» What to produce:
Reproduce the listing word for word, from its first line through the line that contains "M56 108L60 109L60".

==========

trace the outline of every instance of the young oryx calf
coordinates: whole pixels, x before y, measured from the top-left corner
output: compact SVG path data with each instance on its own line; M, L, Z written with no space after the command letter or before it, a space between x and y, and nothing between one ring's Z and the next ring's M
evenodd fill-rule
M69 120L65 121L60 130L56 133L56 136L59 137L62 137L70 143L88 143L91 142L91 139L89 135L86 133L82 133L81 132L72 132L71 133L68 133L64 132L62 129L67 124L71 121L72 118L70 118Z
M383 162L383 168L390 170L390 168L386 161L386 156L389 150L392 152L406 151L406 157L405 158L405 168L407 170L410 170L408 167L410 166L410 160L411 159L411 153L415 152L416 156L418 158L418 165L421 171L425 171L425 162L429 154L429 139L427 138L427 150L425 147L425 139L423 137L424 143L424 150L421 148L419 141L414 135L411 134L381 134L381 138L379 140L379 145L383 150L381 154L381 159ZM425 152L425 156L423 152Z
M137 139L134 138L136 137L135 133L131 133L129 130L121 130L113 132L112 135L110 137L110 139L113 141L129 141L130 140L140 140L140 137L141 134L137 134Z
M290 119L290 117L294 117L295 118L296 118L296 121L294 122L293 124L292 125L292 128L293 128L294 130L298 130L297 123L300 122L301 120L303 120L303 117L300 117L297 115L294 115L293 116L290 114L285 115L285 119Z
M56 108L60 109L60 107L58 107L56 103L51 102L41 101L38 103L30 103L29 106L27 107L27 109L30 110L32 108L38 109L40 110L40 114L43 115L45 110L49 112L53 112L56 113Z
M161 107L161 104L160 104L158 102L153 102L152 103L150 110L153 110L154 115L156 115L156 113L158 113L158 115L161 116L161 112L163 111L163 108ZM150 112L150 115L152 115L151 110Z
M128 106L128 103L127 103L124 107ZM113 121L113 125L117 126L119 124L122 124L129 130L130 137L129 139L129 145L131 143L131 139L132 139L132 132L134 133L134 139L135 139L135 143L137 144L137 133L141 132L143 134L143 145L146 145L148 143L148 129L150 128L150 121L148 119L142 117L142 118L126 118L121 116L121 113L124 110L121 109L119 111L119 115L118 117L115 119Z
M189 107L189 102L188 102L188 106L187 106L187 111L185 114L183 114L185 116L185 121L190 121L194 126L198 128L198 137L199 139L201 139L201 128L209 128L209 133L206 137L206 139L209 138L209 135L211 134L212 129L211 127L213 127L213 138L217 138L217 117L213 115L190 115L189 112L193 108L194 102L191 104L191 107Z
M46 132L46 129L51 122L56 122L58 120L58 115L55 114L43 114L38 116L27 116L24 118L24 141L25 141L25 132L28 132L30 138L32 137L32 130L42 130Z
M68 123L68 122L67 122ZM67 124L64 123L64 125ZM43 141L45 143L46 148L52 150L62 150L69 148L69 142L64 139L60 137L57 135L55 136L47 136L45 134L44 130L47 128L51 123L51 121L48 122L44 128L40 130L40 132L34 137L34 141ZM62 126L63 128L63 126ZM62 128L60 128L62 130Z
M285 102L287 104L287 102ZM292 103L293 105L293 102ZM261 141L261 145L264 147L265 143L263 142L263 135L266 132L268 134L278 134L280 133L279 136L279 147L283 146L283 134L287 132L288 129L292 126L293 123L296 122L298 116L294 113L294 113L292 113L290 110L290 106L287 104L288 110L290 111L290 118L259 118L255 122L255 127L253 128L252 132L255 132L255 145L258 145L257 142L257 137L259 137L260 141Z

==========

» Solution below:
trace the outline of every instance of the young oryx calf
coordinates: whole pixels, x before y, measured from the top-left corner
output: compact SVG path data with each instance on its own line; M, L, Z written with no space after the command letter or before it, a space between x and y, and nothing between one ring's Z and the next ring's M
evenodd fill-rule
M69 120L65 121L60 130L56 133L56 136L59 137L62 137L70 143L88 143L91 142L91 139L89 135L86 133L82 133L81 132L72 132L71 133L68 133L64 132L62 129L67 124L71 121L72 118L70 118Z
M383 162L383 168L390 170L390 168L386 161L386 156L389 150L392 152L406 151L406 157L405 158L405 168L407 170L410 170L408 167L410 166L410 160L411 159L411 153L415 152L416 156L418 158L418 165L421 171L425 171L425 162L429 154L429 139L427 138L427 150L425 147L425 139L423 137L424 143L424 150L421 148L419 141L414 135L411 134L381 134L381 138L379 140L379 145L383 150L381 154L381 159ZM425 152L425 156L423 152Z
M137 139L134 138L136 137L135 133L131 133L129 130L121 130L113 132L112 135L110 137L110 139L113 141L129 141L130 140L140 140L140 137L141 134L137 134Z
M290 119L290 117L294 117L295 118L296 118L296 121L294 122L293 124L292 125L292 128L293 128L294 130L298 130L297 123L300 122L301 120L303 120L303 117L300 117L297 115L294 115L293 116L290 114L285 115L285 119Z
M56 108L60 109L60 107L58 107L56 103L51 102L41 101L38 103L30 103L29 106L27 107L27 109L30 110L32 108L38 109L40 110L40 114L43 115L45 110L49 112L53 112L56 113Z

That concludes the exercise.